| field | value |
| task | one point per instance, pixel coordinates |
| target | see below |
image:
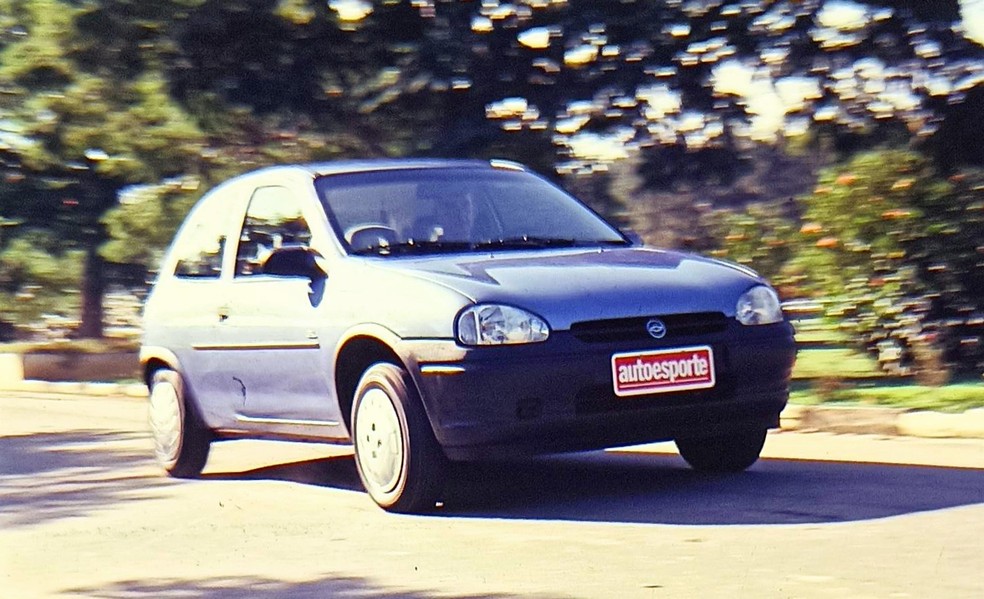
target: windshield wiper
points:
(530, 241)
(414, 247)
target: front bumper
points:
(558, 395)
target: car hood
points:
(566, 286)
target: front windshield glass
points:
(427, 210)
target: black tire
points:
(181, 440)
(726, 453)
(399, 461)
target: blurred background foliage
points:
(832, 144)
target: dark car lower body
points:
(560, 395)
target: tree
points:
(84, 118)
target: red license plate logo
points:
(663, 371)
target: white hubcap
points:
(165, 421)
(379, 444)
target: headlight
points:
(758, 305)
(493, 324)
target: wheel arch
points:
(355, 354)
(153, 359)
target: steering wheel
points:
(366, 236)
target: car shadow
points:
(642, 487)
(257, 587)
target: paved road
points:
(83, 512)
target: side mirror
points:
(296, 261)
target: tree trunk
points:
(93, 288)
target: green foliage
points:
(38, 278)
(143, 224)
(949, 398)
(891, 247)
(761, 237)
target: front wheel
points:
(725, 453)
(399, 461)
(181, 440)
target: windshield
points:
(413, 211)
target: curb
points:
(795, 418)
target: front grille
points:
(634, 329)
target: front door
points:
(273, 363)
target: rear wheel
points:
(725, 453)
(181, 440)
(399, 461)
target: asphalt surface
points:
(833, 419)
(85, 512)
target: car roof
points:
(338, 167)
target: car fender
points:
(149, 353)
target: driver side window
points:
(273, 220)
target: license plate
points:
(663, 371)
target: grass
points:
(845, 376)
(836, 362)
(949, 398)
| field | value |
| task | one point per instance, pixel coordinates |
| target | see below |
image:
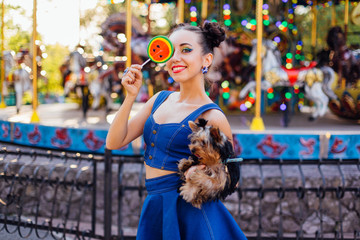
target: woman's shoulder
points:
(218, 119)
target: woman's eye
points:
(187, 50)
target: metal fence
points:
(61, 194)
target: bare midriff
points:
(155, 172)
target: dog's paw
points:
(185, 164)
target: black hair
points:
(211, 34)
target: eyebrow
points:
(185, 44)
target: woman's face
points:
(188, 59)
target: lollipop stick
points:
(142, 65)
(150, 58)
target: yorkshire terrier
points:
(219, 178)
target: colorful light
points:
(193, 16)
(225, 84)
(282, 107)
(227, 12)
(243, 107)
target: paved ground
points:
(69, 115)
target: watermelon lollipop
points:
(160, 50)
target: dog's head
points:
(208, 143)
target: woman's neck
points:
(192, 92)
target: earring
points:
(205, 69)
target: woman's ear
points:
(208, 59)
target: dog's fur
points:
(210, 147)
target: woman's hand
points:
(132, 80)
(192, 169)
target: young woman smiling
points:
(163, 122)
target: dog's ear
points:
(202, 122)
(215, 134)
(194, 127)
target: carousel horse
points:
(9, 64)
(19, 77)
(75, 79)
(346, 63)
(316, 81)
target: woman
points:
(163, 121)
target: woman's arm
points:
(122, 130)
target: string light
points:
(227, 17)
(193, 16)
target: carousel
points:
(272, 77)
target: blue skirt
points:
(166, 216)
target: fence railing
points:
(60, 194)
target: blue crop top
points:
(168, 143)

________

BRIEF ▸ From the first line to the last, retype the data exactly, without images.

PROBLEM SOLUTION ▸
| field | value |
| task | one point per instance, pixel coordinates |
| target | see below |
image:
target: windshield wiper
points:
(530, 241)
(414, 247)
target: front bumper
points:
(558, 395)
target: car hood
points:
(566, 286)
target: front windshield glass
points:
(427, 210)
target: black tire
points:
(181, 440)
(726, 453)
(399, 461)
target: blurred background foliage
points:
(832, 144)
target: dark car lower body
points:
(560, 395)
target: tree
points:
(84, 118)
target: red license plate logo
points:
(663, 371)
target: white hubcap
points:
(165, 421)
(379, 444)
target: headlight
points:
(758, 305)
(493, 324)
target: wheel arch
points:
(355, 354)
(153, 359)
target: steering wheel
points:
(366, 236)
target: car shadow
points:
(642, 487)
(257, 587)
target: paved road
points:
(83, 512)
target: side mirror
points:
(296, 261)
target: tree trunk
points:
(93, 288)
target: green foliage
points:
(38, 278)
(143, 224)
(949, 398)
(891, 247)
(761, 237)
target: front wheel
points:
(725, 453)
(399, 461)
(181, 440)
target: windshield
points:
(413, 211)
target: curb
points:
(795, 418)
target: front grille
points:
(634, 329)
target: front door
points:
(273, 363)
target: rear wheel
points:
(725, 453)
(181, 440)
(399, 461)
target: asphalt surface
points:
(833, 419)
(85, 512)
target: car roof
points:
(338, 167)
target: car fender
points:
(149, 353)
target: driver side window
points:
(273, 220)
target: license plate
points:
(663, 371)
target: grass
points:
(845, 376)
(836, 362)
(949, 398)
| field | value |
| task | one point per instance, pixel coordinates |
| target | see below |
image:
target: woman's shoulder
points:
(218, 119)
target: woman's eye
points:
(187, 50)
target: metal fence
points:
(61, 194)
target: bare midriff
points:
(155, 172)
target: dog's paw
points:
(185, 164)
target: black hair
points:
(211, 34)
target: eyebrow
points:
(185, 44)
target: woman's face
points:
(188, 59)
target: lollipop stick
points:
(142, 65)
(150, 58)
target: yorkshire terrier
points:
(219, 178)
target: colorful light
points:
(193, 16)
(225, 84)
(282, 107)
(227, 12)
(243, 107)
target: paved ground
points:
(69, 115)
target: watermelon lollipop
points:
(160, 50)
target: dog's head
points:
(208, 143)
target: woman's neck
points:
(192, 92)
target: earring
points:
(205, 69)
target: woman's ear
points:
(208, 59)
target: dog's fur
points:
(210, 147)
target: woman's hand
points:
(132, 80)
(192, 169)
target: young woman smiling
points:
(163, 122)
target: dog's ear
points:
(202, 122)
(215, 134)
(194, 127)
target: carousel horse
points:
(9, 64)
(19, 77)
(75, 79)
(346, 63)
(316, 81)
target: woman
points:
(163, 121)
target: woman's arm
points:
(122, 130)
target: string light
points:
(227, 17)
(193, 16)
target: carousel
points:
(272, 77)
target: blue skirt
points:
(166, 216)
target: fence railing
points:
(60, 194)
target: blue crop top
points:
(168, 143)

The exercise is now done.